### Provided records:
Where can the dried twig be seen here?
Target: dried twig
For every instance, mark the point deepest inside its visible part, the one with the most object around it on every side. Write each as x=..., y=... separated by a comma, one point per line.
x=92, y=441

...

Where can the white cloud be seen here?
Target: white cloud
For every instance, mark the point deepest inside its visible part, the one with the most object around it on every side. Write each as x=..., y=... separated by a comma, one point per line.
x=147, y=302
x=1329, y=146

### Direction:
Could you put the data from the line with "Where can the white cloud be seen here?" up to and including the line with "x=1329, y=146" into a JSON list of strings, one string per line, with blank lines left out?

### Task answer:
[
  "Where can the white cloud be seen here?",
  "Target: white cloud",
  "For every instance, mark the point deepest inside its visible part, the one with the most object around it on every side. Write each as x=..., y=... separated by a comma, one point per line.",
  "x=147, y=302",
  "x=1329, y=146"
]